Exercise inputs:
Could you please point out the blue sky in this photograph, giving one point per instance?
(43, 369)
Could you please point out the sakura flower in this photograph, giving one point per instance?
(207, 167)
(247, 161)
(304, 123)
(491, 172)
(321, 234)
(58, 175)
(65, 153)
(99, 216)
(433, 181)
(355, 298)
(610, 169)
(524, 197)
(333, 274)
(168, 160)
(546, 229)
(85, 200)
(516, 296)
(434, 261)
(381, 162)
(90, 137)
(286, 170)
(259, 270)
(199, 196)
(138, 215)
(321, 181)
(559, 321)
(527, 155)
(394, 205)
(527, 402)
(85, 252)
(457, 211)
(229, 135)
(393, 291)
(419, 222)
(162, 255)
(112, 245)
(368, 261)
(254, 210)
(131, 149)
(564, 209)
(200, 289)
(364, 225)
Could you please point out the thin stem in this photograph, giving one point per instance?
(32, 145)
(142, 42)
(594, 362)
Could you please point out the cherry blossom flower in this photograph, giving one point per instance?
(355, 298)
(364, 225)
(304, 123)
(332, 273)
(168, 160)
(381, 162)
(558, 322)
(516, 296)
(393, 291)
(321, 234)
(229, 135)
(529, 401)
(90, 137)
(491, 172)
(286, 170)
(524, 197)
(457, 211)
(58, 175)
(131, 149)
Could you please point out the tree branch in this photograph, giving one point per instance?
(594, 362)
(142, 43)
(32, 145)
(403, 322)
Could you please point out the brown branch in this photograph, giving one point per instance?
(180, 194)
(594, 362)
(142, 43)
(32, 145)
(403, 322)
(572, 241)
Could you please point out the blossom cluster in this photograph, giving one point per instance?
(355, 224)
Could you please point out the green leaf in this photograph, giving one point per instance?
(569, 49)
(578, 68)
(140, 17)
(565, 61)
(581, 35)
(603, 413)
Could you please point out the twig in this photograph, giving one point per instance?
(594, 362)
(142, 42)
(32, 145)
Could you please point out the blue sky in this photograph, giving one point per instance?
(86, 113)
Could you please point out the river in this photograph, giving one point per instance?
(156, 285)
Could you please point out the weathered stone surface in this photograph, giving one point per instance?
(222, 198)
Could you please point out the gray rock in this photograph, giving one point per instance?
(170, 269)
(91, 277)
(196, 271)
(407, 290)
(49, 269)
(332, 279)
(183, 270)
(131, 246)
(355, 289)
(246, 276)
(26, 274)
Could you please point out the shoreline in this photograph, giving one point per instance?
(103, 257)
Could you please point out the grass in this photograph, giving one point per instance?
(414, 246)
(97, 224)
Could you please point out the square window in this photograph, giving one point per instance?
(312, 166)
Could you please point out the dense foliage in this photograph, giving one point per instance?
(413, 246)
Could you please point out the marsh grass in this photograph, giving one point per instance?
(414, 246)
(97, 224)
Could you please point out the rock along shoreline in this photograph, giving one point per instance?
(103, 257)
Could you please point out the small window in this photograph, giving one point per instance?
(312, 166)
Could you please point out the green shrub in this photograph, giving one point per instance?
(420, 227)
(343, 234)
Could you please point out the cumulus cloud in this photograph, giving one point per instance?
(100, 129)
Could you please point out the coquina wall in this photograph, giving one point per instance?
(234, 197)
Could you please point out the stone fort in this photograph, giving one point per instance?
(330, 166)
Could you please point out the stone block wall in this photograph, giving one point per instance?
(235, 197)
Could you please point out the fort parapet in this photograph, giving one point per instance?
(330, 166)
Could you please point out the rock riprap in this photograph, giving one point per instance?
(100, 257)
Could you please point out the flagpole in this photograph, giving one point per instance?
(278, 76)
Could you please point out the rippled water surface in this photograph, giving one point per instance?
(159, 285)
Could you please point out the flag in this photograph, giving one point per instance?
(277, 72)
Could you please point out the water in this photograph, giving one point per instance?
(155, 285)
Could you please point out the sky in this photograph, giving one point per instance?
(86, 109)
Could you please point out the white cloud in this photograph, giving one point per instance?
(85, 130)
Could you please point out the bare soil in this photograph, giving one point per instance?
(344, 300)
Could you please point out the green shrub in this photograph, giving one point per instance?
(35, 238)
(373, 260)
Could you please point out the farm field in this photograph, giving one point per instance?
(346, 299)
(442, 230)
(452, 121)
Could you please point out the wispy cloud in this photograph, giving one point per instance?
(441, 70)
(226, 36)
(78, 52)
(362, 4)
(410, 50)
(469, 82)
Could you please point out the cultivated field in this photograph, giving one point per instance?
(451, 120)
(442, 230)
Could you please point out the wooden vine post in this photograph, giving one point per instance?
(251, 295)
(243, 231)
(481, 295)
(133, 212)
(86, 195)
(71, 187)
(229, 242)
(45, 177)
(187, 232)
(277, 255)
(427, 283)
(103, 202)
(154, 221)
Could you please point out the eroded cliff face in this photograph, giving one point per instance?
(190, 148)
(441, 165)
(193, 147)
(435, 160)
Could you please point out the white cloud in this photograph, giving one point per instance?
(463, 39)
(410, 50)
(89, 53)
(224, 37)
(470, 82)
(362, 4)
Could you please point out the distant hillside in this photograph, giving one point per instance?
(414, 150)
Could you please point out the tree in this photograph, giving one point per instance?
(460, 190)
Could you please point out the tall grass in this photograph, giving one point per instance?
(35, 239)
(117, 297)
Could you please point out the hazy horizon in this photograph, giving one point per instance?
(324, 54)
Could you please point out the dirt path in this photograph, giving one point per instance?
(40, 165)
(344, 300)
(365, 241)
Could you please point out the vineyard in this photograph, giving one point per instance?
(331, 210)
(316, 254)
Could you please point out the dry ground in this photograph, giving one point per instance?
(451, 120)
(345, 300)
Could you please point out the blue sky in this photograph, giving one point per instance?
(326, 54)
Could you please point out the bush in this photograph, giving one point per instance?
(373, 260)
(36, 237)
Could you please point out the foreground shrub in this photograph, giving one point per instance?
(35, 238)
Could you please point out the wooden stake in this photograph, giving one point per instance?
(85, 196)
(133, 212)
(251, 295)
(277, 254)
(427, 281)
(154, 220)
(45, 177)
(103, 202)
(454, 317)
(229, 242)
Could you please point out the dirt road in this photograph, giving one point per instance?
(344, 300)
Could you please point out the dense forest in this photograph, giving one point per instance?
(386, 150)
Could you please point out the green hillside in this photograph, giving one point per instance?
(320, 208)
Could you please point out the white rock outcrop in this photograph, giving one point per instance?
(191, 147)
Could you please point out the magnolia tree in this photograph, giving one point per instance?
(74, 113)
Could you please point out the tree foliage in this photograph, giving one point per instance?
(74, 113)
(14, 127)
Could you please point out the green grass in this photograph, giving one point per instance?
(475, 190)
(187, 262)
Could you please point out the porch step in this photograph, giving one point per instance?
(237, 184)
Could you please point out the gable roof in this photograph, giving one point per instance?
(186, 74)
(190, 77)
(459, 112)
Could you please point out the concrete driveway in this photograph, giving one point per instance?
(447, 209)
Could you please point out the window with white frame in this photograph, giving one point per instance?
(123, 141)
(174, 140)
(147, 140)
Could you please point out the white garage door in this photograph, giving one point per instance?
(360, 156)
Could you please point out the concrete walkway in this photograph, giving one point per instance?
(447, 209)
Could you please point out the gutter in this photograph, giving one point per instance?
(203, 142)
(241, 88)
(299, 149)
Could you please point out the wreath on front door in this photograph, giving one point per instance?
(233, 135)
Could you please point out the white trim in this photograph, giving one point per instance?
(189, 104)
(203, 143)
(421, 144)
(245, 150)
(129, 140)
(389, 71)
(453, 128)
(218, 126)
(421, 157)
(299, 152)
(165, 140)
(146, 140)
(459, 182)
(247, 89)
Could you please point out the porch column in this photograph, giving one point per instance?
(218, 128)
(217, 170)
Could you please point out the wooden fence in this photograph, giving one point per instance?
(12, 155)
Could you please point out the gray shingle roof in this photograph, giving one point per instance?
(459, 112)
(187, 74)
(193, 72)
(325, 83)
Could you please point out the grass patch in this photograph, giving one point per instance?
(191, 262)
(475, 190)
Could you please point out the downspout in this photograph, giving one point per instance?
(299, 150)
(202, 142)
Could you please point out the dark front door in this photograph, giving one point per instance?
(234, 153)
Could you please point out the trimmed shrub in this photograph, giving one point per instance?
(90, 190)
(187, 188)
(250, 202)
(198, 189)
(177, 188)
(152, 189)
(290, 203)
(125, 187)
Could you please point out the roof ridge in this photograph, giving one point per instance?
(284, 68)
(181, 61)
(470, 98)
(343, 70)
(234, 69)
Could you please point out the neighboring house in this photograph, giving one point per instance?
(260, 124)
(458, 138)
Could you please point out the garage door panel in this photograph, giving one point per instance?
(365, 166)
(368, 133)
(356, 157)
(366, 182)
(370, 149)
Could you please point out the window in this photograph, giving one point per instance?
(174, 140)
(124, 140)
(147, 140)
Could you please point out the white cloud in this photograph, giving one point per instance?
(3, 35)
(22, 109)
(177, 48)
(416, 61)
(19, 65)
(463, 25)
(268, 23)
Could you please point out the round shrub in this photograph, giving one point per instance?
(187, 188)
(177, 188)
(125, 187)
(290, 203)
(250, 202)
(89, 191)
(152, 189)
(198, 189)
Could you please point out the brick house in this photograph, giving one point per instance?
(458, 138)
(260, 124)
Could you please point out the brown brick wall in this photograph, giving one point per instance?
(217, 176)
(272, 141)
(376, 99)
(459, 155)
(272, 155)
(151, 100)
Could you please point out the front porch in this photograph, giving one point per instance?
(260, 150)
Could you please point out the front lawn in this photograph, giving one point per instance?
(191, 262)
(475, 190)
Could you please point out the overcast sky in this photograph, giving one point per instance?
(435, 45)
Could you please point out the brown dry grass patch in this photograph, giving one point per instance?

What to work on:
Using the entries above, restate word for word every line from the one that contains "Could you please point out the dark" through the last.

Answer area:
Could you please point out the dark front door in this photograph, giving one point per instance?
(234, 153)
Could you please point out the trimmed shrub in this photograph, giving one point per instance?
(90, 190)
(187, 188)
(250, 202)
(198, 189)
(177, 188)
(152, 189)
(290, 203)
(125, 187)
Could you please point out the roof ridge in this photograph, giving one point per instance?
(284, 68)
(181, 61)
(470, 98)
(343, 70)
(234, 69)
Could you please point out the neighboring house in this photograph, giving one point per instance?
(260, 124)
(458, 138)
Could you please point out the garage door panel in this photograph, giving one point per instance?
(365, 166)
(368, 133)
(356, 157)
(366, 182)
(370, 149)
Could you please point out the window in this photograph, giving one point per instance?
(174, 140)
(124, 140)
(147, 140)
Could you please point out the white cloud in this photograph, giving one point per instance?
(3, 35)
(22, 109)
(177, 48)
(416, 61)
(19, 65)
(463, 25)
(268, 23)
Could you please point out the round shrub in this photograph, giving one point per instance?
(187, 188)
(177, 188)
(125, 187)
(290, 203)
(250, 202)
(89, 191)
(152, 189)
(198, 189)
Could you please point out the brick house in this photograph, giving one point per instance?
(458, 138)
(260, 124)
Could you please point out the brown brick wall in this photograph, giving one point per instance?
(217, 176)
(272, 141)
(376, 99)
(459, 155)
(272, 155)
(151, 100)
Could you please point out the front porch in this photograph, giving one point per instance?
(260, 150)
Could you please point out the front lawn in this photograph, giving one point per instance?
(191, 262)
(475, 190)
Could you please point out the overcast sky in this photograph, giving one point per instance?
(435, 45)
Could you please point out the brown dry grass patch in this photograph, giving one point per instance?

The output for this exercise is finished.